EXERCISE REQUIREMENTS:
A) In the passage on music lessons, what did the teacher send to the mother of the little girl on the waiting list?
B) Pick up the passage on music lessons after its final sentence and keep writing.
Start of READING TEXT
Music Lessons – The Parents’ Perspective

From the Top, a non-profit organization that produces a weekly NPR radio show featuring the best young classical musicians in the country, has been posting a series of blog posts called The Parents’ Perspective that are full of inspiration and practical advice from parents of some of the country’s top classical musicians. Here are the topics that have been discussed so far:

  • Musical Beginnings – thoughts about determining your child’s interest in music and helping them get off to a good start with formal lessons.
  • Now What? – thoughts about finding the right teacher.
  • Practice, Practice, Practice! – thoughts about establishing an effective practice schedule and maintaining motivation.
  • Skipping School for the Sake of Music – thoughts about how to handle conflicting demands between school and music-related activities – from great relationships to difficult teachers to homeschooling.

This is an ongoing series, so I encourage you to check it out for yourselves and consider sending the link to parents in your studios!

A New Idea for Young Prospective Students

One of the things I’m always trying to think about is ways to add value to the families in my studio. Of course, I need to make enough to pay my expenses and run a business, but I want them to feel like they are getting a great deal for their money. So, here’s an idea I thought of the other day when I was contacted by the mother of a little girl who is on my waiting list. She was hoping to get her into lessons this fall, but I ended up not having an opening for her, so they’ve decided to wait until next fall. The thing is that her daughter is so excited about starting lessons NOW.

Instead of just waiting a whole year and risking the loss of some of her enthusiasm, I thought it would be cool to offer some sort of Piano Lesson Prep Course that the mom can do with her daughter to start giving her musical experiences. The Mom really liked that idea, so I sent her the Pre-Piano Camp Package that I put together this summer. She can print off the student workbook and use the lesson plans to help guide her daughter through the course. I’m so excited to see how this works! If it works well, it’s probably something that I’ll list on my website as an extra studio “perk” – families who want to sign up their children for beginning piano lessons will have the option of receiving the Piano Lesson Prep Course to use as a fun introduction to music and the piano.
End of READING TEXT
Start of DATA
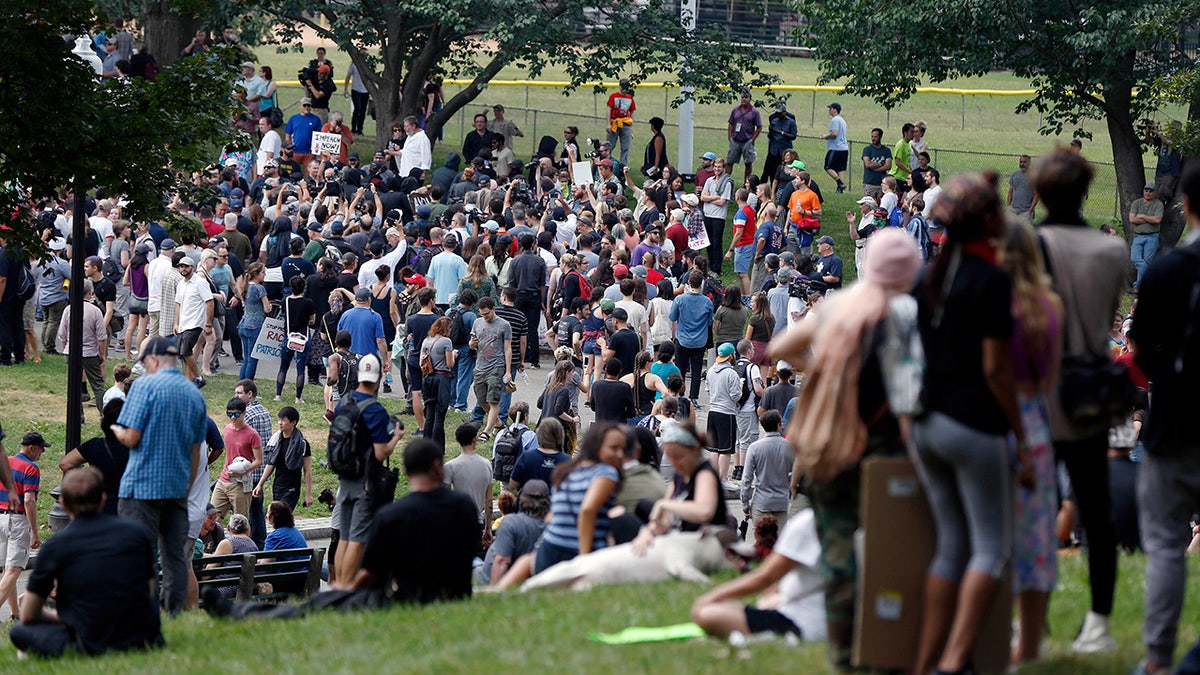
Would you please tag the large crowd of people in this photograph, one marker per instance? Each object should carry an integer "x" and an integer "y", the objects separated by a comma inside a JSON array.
[{"x": 971, "y": 341}]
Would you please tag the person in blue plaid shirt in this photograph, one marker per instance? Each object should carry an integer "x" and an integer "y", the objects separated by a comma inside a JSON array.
[{"x": 162, "y": 423}]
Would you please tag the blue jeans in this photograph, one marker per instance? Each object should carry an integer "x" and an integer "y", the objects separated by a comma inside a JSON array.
[
  {"x": 249, "y": 363},
  {"x": 465, "y": 374},
  {"x": 1141, "y": 252},
  {"x": 167, "y": 519}
]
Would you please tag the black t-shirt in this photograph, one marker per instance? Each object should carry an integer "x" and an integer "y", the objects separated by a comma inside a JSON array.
[
  {"x": 111, "y": 459},
  {"x": 978, "y": 306},
  {"x": 627, "y": 345},
  {"x": 287, "y": 478},
  {"x": 424, "y": 544},
  {"x": 612, "y": 400},
  {"x": 105, "y": 291},
  {"x": 102, "y": 566},
  {"x": 298, "y": 311}
]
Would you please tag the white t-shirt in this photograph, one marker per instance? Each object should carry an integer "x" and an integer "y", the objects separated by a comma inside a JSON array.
[
  {"x": 192, "y": 297},
  {"x": 268, "y": 149},
  {"x": 801, "y": 598}
]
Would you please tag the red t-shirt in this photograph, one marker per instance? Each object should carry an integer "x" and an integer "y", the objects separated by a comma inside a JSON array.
[
  {"x": 744, "y": 217},
  {"x": 239, "y": 443},
  {"x": 621, "y": 105},
  {"x": 678, "y": 236}
]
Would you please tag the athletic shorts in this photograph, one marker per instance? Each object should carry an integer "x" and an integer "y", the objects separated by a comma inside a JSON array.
[
  {"x": 723, "y": 432},
  {"x": 742, "y": 153},
  {"x": 489, "y": 386},
  {"x": 187, "y": 340},
  {"x": 769, "y": 621},
  {"x": 837, "y": 160},
  {"x": 15, "y": 539}
]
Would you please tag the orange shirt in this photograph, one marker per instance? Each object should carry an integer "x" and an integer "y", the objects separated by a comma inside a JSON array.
[{"x": 799, "y": 202}]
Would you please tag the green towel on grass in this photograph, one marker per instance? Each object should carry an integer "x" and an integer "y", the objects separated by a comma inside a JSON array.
[{"x": 635, "y": 634}]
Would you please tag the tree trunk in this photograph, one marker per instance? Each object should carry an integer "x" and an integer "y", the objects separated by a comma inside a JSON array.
[
  {"x": 1126, "y": 151},
  {"x": 166, "y": 31}
]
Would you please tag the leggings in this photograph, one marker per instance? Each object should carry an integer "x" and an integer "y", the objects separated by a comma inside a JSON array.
[
  {"x": 969, "y": 484},
  {"x": 1087, "y": 465},
  {"x": 286, "y": 357},
  {"x": 691, "y": 359}
]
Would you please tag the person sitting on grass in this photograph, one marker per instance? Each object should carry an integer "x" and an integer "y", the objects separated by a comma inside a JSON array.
[
  {"x": 103, "y": 595},
  {"x": 795, "y": 605}
]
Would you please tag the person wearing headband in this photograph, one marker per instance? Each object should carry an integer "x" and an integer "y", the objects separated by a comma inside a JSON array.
[{"x": 694, "y": 497}]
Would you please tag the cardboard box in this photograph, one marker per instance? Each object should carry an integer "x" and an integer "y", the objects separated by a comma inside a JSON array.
[{"x": 894, "y": 550}]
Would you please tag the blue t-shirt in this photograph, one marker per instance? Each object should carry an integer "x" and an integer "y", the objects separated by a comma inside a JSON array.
[
  {"x": 567, "y": 500},
  {"x": 365, "y": 327},
  {"x": 534, "y": 464},
  {"x": 838, "y": 125},
  {"x": 693, "y": 312},
  {"x": 831, "y": 266},
  {"x": 301, "y": 127},
  {"x": 773, "y": 234}
]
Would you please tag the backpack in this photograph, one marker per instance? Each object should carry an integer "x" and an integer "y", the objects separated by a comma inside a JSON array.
[
  {"x": 505, "y": 452},
  {"x": 347, "y": 374},
  {"x": 346, "y": 455},
  {"x": 112, "y": 270},
  {"x": 743, "y": 366},
  {"x": 459, "y": 333}
]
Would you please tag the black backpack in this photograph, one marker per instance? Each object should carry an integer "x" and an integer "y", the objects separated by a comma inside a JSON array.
[
  {"x": 346, "y": 454},
  {"x": 459, "y": 333},
  {"x": 505, "y": 452},
  {"x": 743, "y": 366}
]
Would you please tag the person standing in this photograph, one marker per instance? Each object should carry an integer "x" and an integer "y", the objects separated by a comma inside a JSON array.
[
  {"x": 693, "y": 314},
  {"x": 163, "y": 424},
  {"x": 1087, "y": 272},
  {"x": 743, "y": 129},
  {"x": 715, "y": 195},
  {"x": 781, "y": 131},
  {"x": 1021, "y": 198},
  {"x": 102, "y": 593},
  {"x": 1164, "y": 342},
  {"x": 1146, "y": 217},
  {"x": 876, "y": 163},
  {"x": 621, "y": 118},
  {"x": 837, "y": 147},
  {"x": 491, "y": 336}
]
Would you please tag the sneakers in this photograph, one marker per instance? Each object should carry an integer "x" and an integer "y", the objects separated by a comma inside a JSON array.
[{"x": 1095, "y": 637}]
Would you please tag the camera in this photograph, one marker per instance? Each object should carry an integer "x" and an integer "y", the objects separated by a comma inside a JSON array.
[
  {"x": 395, "y": 423},
  {"x": 327, "y": 497},
  {"x": 306, "y": 76}
]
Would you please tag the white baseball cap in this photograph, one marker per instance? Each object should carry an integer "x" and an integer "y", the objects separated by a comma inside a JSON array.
[{"x": 370, "y": 369}]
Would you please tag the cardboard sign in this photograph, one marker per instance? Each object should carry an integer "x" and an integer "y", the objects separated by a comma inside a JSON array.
[
  {"x": 329, "y": 143},
  {"x": 581, "y": 173},
  {"x": 269, "y": 346}
]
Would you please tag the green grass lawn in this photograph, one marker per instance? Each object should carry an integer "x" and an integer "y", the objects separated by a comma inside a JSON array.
[{"x": 547, "y": 631}]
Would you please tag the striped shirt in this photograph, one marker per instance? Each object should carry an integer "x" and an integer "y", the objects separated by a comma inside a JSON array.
[
  {"x": 171, "y": 413},
  {"x": 27, "y": 477},
  {"x": 567, "y": 500}
]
End of DATA
RESPONSES BY ITEM NUMBER:
A) The Pre-Piano Camp Package, put together that summer.

B)
This particular mom is a pianist herself, so I know she won’t have any trouble utilizing the curriculum. But for those parents who don’t have a musical background, I think I would put together an easy reference sheet with things like a picture of the piano keyboard with the names printed on it, definitions for basic music terms, etc. It seems like it would be a fun way for the parent and child to start the learning process together. I guess we’ll see how it goes with this first family and then go from there! I’d love to know what you think, especially those of you who are parents. Would something like this be of interest to you if you were enrolling your child in a new activity?

How Early Do Children Benefit from Music?

Several months ago I was contacted by BAM Radio Network about being an on-air host for a new Thought Leaders and Change Agents channel they were launching. A couple weeks ago, I had the opportunity to participate in a broadcast titled, “Starting Too Early, Starting Too Late? What’s Right?” The show primarily featured Carla Hannaford, Ph.D., educator and biologist.

The information Dr. Hannaford shared from her research was absolutely fascinating! I am familiar with some of the studies regarding a baby’s capacity to hear sound even while still in the mother’s womb, but I was in awe of the specific statistics that she shared. The show is a short 15 minutes or so in length, so it’s a quick listen, but I think every parent, musician, and teacher will benefit greatly from it! You’ll have to let me know what you think.